▸ **Task set**:
[1] Set down the chat log word for word, starting with "<jasongrossman>" and going on through "bad in general!".
[2] Decide whether each statement agrees with the chat log, answering yes or no and quoting the deciding words: (a) gchristensen works at packet. (b) Packet has donated many servers. (c) jasongrossman says the hedgehogs he has known wore shoes.

▸ **Text provided**:
<gchristensen>
(also, packet doesn't give me anything and I don't work there. they do contribute quite generously to nixos, though)
<drakonis>
this is p. weird.
<drakonis>
oh, do they?
<gchristensen>
oh. hi, sonic, I guess
<gchristensen>
they do, packet has donated many servers
<drakonis>
that product placement though
<gchristensen>
hrm?
<drakonis>
look at the shoes
<gchristensen>
omg
<gchristensen>
c'mon
<drakonis>
why put nikes maaaaaan
<gchristensen>
clearly sonic should be wearing Adidas
<drakonis>
blehhhh
<drakonis>
why not some shoes that roughly resemble what he wears on the games
<gchristensen>
(that was a joke)
<jasongrossman>
I've known a few hedgehogs, and none of them wore shoes.
<jackdk>
after actually doing something right with Sonic Mania (well, nearly: there was the whole denuvo thing) the had to go and do something insane
<infinisil>
It's not that important but
<infinisil>
The code quality in nixpkgs is really bad in general!
<infinisil>
In my opinion at least. I guess it's not surprising considering the size of it, the fact that there's no good nix linters/formatters or type checking, or code warnings from nix in general
<ottidmes>
infinisil: any parts of nixpkgs in particular? I guess it would have to be the modules, since most of those kind of issues would show themselves during a package build
<infinisil>
ottidmes: I really just mean the code quality, things like
<infinisil>
Wrong formatting, little documentation (on the code itself), too many parens, super deep nesting, too big files
<infinisil>
I have many other gripes with nixos modules though :P
<infinisil>
Inconsistent formatting too
<ottidmes>
well most those things are really subjective, so without any style guide enforcement and so many people, its a given you will see many different styles and preferences pop up
<ottidmes>
inconsistent formatting and naming also stems from that, if multiple people edit the same file, you get a mixture. Personally I try to match with the style of the file I am editing, but not everybody does
<infinisil>
Also, some parts of nixpkgs are really complex, and nobody can touch them without a fear of breaking something. Like the module system, certain nixos modules, the lots of override ways, the pkgs fixed point thing
<infinisil>
ottidmes: Yeah, I guess I'd really like a good formatter and linter everybody needs to run along with a bunch of coding guidelines
<ottidmes>
thats not to say I would love to see some enforced style guide for nixpkgs, maybe with some formatting tool
<ottidmes>
:)

[Position identification records]
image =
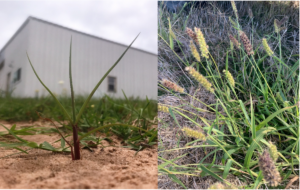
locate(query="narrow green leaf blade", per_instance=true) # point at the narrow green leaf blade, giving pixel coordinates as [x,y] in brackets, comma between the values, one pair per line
[101,80]
[56,100]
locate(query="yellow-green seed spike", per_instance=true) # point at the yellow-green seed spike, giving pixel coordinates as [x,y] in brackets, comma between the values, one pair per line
[194,51]
[229,78]
[273,151]
[193,133]
[267,47]
[200,78]
[202,43]
[162,108]
[172,86]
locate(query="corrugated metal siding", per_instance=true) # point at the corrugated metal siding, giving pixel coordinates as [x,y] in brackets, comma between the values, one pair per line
[91,57]
[14,56]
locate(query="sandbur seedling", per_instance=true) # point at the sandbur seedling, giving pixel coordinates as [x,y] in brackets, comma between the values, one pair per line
[74,120]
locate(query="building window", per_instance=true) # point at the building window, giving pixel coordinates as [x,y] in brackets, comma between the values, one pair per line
[112,84]
[17,75]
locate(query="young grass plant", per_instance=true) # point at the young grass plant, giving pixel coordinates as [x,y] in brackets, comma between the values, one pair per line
[250,106]
[74,119]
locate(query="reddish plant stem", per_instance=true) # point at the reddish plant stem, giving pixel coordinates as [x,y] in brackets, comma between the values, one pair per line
[76,143]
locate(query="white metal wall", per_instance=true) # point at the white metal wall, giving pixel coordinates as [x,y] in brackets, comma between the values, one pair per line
[14,56]
[48,49]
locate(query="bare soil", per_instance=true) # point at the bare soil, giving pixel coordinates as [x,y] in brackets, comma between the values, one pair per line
[111,167]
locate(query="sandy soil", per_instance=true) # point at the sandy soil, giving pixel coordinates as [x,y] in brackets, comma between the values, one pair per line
[106,168]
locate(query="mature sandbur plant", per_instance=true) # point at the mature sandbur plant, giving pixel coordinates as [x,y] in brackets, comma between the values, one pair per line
[254,132]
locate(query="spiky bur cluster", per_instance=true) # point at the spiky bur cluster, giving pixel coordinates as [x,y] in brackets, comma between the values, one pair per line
[193,133]
[192,35]
[267,47]
[216,186]
[234,41]
[200,78]
[162,108]
[194,51]
[234,8]
[170,30]
[246,42]
[220,186]
[270,172]
[229,78]
[202,43]
[172,86]
[273,151]
[276,27]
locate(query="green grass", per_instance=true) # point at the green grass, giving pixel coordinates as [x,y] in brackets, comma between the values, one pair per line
[99,112]
[239,121]
[105,110]
[135,128]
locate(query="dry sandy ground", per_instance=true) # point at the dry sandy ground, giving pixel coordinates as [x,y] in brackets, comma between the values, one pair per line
[105,168]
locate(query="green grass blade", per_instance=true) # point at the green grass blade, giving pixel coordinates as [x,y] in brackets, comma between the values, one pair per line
[56,100]
[263,123]
[227,168]
[254,144]
[13,134]
[71,83]
[102,79]
[176,180]
[203,168]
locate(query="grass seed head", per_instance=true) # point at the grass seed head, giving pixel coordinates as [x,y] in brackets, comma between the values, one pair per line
[273,151]
[200,78]
[234,8]
[202,43]
[193,133]
[229,78]
[267,47]
[194,51]
[234,41]
[216,186]
[246,42]
[172,86]
[162,108]
[192,35]
[270,172]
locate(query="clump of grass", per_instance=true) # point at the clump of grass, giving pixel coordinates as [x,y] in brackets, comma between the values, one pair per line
[257,105]
[137,135]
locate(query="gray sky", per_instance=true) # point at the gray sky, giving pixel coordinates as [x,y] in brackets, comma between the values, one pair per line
[116,20]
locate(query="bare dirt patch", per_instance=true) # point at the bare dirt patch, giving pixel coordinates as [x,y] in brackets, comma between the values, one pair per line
[106,168]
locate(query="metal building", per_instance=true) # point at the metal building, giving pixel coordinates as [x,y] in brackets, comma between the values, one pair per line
[48,47]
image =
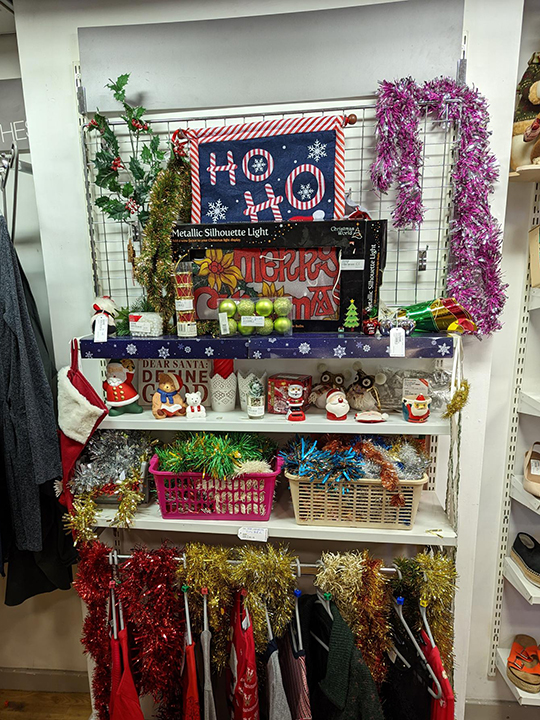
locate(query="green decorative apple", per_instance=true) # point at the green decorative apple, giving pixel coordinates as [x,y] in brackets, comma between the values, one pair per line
[282,306]
[245,329]
[228,306]
[282,325]
[246,307]
[264,307]
[267,328]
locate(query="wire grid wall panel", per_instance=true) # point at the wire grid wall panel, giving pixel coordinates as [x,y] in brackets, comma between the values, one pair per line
[404,282]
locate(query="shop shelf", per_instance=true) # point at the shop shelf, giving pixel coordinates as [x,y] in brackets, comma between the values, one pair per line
[523,698]
[315,422]
[526,588]
[297,346]
[431,526]
[522,496]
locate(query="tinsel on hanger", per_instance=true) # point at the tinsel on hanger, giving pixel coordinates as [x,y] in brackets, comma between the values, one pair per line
[360,592]
[437,593]
[207,566]
[155,615]
[267,576]
[92,585]
[474,276]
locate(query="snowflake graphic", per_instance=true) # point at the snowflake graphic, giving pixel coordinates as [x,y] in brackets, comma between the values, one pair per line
[217,211]
[316,151]
[443,349]
[259,165]
[305,192]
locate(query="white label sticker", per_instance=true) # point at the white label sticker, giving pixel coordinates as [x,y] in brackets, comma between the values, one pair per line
[251,321]
[352,264]
[100,328]
[257,534]
[182,304]
[223,323]
[397,342]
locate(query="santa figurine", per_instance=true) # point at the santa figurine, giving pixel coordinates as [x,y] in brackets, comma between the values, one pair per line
[337,406]
[120,395]
[295,401]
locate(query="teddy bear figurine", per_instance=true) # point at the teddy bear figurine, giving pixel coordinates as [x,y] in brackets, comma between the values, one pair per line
[167,401]
[195,408]
[526,129]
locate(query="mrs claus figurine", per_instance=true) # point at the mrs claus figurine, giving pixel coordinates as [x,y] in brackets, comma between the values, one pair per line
[337,406]
[120,395]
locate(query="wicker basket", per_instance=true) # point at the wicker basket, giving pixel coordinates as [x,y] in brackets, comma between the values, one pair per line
[358,503]
[195,496]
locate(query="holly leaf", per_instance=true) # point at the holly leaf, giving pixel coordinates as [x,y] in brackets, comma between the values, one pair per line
[136,168]
[118,86]
[127,190]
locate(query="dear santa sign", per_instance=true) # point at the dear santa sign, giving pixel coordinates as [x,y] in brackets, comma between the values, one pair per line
[269,171]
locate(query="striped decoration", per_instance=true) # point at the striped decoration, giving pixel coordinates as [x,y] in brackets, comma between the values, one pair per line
[269,128]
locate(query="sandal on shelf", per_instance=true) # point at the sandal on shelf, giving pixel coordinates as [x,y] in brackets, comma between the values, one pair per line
[531,471]
[523,666]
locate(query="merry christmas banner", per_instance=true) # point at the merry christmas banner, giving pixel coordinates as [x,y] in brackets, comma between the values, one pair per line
[275,170]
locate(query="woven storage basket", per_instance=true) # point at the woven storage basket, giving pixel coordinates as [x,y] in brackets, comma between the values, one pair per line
[196,496]
[358,503]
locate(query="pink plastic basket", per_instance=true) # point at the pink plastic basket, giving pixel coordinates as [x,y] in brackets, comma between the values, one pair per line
[192,495]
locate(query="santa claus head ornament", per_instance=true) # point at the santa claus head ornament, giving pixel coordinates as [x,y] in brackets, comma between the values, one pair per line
[337,406]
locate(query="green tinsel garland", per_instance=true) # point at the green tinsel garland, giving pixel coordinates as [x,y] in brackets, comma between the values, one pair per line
[170,200]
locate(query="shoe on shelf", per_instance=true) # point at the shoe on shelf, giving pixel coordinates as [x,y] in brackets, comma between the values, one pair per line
[526,554]
[531,471]
[523,665]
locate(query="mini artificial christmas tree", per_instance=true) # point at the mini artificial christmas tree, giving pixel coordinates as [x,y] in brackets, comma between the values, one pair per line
[351,317]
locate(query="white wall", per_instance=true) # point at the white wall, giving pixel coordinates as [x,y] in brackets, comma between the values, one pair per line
[48,49]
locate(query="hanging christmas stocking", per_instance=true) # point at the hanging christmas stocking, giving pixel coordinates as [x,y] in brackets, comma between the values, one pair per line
[80,411]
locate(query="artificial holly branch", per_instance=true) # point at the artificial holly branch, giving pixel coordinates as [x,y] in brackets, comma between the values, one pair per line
[128,180]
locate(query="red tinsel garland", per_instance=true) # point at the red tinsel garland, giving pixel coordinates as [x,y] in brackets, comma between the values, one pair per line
[92,584]
[156,617]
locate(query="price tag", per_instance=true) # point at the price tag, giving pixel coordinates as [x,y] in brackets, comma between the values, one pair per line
[183,304]
[252,321]
[397,342]
[352,264]
[223,323]
[256,534]
[100,328]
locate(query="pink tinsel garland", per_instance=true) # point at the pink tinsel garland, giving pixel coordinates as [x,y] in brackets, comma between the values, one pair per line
[474,277]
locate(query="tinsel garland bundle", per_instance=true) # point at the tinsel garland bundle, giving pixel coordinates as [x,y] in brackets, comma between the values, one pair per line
[92,585]
[361,594]
[155,614]
[474,276]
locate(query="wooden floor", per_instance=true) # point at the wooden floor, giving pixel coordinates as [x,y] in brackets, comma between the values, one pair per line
[44,706]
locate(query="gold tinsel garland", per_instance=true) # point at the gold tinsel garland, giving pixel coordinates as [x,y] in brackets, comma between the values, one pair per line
[170,200]
[437,593]
[361,595]
[207,566]
[267,576]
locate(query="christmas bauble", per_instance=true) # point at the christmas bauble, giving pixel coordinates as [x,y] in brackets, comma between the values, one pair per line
[267,327]
[282,325]
[246,307]
[228,306]
[282,306]
[264,307]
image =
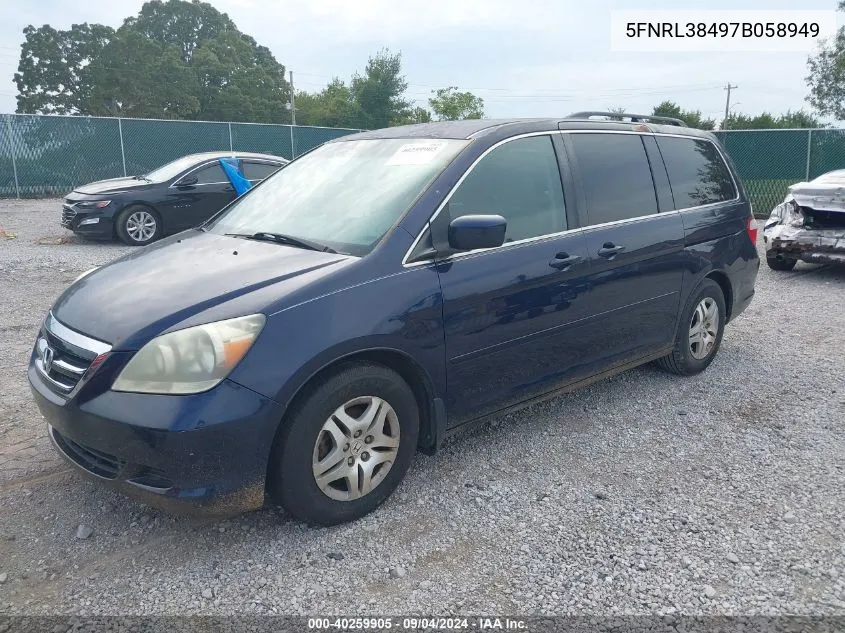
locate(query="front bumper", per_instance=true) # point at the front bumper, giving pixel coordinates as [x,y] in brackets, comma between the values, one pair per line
[96,224]
[814,246]
[203,454]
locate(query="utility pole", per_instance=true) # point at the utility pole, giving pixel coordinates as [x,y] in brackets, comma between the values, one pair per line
[292,102]
[729,87]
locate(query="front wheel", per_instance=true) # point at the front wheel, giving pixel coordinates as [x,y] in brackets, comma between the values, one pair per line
[779,262]
[699,333]
[138,225]
[346,446]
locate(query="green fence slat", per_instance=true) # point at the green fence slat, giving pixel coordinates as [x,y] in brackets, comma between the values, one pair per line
[827,151]
[149,144]
[305,138]
[768,161]
[262,138]
[55,154]
[7,167]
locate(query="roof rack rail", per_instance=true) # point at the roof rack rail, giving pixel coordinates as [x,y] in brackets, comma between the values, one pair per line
[635,118]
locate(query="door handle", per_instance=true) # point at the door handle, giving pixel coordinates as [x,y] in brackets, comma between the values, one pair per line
[562,260]
[609,250]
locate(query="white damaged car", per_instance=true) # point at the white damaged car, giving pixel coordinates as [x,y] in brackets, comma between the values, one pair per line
[809,225]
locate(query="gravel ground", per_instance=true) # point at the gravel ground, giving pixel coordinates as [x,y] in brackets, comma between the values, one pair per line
[717,494]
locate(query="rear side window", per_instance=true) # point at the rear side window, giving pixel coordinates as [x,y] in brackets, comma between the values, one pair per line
[697,172]
[615,175]
[258,171]
[210,175]
[519,180]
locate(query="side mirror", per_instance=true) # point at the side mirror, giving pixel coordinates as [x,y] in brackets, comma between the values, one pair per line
[477,231]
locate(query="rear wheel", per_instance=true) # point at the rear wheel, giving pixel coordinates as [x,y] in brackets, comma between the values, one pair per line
[346,446]
[138,225]
[779,262]
[700,332]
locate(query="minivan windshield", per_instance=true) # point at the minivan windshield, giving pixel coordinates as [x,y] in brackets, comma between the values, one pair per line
[344,195]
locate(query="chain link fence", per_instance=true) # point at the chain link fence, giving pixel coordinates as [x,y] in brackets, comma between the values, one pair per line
[51,155]
[769,161]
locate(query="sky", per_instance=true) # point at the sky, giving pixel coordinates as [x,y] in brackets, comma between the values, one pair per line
[527,58]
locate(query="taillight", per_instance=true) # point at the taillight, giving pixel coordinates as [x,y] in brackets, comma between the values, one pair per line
[751,229]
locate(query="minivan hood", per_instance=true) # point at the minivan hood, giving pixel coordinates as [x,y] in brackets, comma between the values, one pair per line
[111,185]
[178,279]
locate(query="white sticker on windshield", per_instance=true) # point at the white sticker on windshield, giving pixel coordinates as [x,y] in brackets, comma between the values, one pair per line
[418,153]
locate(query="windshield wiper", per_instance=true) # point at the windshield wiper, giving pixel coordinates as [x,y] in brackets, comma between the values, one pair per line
[281,238]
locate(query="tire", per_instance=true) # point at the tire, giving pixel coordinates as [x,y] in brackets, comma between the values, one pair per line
[134,228]
[688,357]
[779,262]
[311,441]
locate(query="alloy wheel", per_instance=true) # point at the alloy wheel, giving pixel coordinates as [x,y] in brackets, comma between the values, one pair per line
[704,327]
[356,448]
[141,226]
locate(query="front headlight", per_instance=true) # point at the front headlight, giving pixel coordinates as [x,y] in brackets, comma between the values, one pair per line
[93,204]
[191,360]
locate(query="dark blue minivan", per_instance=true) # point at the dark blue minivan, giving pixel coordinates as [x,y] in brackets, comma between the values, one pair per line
[383,290]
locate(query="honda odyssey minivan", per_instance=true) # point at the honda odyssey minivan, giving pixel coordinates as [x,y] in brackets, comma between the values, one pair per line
[384,290]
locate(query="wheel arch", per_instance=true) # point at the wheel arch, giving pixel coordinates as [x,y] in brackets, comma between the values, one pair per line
[724,282]
[431,408]
[137,203]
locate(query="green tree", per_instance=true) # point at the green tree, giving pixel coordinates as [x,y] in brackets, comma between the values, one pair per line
[692,118]
[138,77]
[380,92]
[186,25]
[54,70]
[826,78]
[175,59]
[450,104]
[334,106]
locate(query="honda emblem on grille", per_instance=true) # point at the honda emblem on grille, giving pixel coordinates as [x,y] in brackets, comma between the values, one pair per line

▸ **The answers**:
[1]
<jasongrossman>
I've known a few hedgehogs, and none of them wore shoes.
<jackdk>
after actually doing something right with Sonic Mania (well, nearly: there was the whole denuvo thing) the had to go and do something insane
<infinisil>
It's not that important but
<infinisil>
The code quality in nixpkgs is really bad in general!

[2]
(a) No: "I don't work there."
(b) Yes: "packet has donated many servers"
(c) No: "none of them wore shoes."